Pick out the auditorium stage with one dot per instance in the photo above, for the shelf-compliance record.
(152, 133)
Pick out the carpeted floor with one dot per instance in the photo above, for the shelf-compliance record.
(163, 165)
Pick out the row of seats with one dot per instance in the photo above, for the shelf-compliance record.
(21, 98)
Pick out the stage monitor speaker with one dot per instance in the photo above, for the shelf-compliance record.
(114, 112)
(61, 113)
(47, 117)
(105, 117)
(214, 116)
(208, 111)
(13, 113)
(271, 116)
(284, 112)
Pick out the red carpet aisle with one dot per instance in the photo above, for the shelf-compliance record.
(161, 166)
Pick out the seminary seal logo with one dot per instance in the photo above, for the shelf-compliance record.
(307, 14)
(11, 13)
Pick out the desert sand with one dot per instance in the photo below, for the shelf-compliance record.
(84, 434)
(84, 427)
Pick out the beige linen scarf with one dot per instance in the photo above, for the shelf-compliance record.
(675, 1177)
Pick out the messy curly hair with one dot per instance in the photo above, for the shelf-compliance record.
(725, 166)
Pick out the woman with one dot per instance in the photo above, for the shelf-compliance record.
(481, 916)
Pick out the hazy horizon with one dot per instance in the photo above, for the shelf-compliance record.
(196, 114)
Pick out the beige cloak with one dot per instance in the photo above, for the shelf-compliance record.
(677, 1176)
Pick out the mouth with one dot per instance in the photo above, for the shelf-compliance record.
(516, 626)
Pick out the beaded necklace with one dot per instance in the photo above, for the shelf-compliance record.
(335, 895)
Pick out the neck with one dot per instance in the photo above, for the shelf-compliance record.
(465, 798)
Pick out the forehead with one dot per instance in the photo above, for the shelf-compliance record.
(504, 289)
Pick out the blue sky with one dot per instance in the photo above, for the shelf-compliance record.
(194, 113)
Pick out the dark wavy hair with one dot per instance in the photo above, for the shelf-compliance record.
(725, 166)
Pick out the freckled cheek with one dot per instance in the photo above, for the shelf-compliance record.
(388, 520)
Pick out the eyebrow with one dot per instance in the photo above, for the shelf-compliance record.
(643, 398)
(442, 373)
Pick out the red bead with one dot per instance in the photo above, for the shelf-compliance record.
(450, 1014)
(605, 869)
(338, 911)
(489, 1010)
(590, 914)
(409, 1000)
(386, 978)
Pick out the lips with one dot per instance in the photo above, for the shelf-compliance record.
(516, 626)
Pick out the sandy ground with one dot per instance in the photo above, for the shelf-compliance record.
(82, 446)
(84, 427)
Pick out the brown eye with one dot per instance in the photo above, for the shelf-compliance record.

---

## WHAT THE TASK ASKS:
Update the listing from the line containing "Pick out the blue" through its last line, changing "red bead" to "coral bead" and keeping everything else the same. Return only those lines.

## SOLVED EXERCISE:
Pick out the blue sky with one dot per instance in the photo above, for the shelf-compliance record.
(194, 113)
Pick out the dark wavy hair with one dot per instance in the photo above, for the shelf-compliance record.
(725, 166)
Pick out the freckled cheek with one dot per instance in the photo above, for the shelf-compliance record.
(388, 520)
Pick out the eyebrow with one dot per instance in the photo above, for the shelf-compliance record.
(643, 398)
(442, 373)
Pick out the coral bead with one dot per instance in the photo above, for the shelf-compliance record.
(450, 1014)
(605, 869)
(338, 911)
(489, 1010)
(590, 914)
(409, 1000)
(386, 978)
Pick out the lips with one dot per instance in the photo above, for the shelf-compliance record.
(516, 626)
Pick out the sandy ground with one dot per instance in the photo above, for the shelf-compliance record.
(82, 446)
(84, 427)
Pick out the brown eye with one dot per instance in the photo above, for the shelf-compliance record.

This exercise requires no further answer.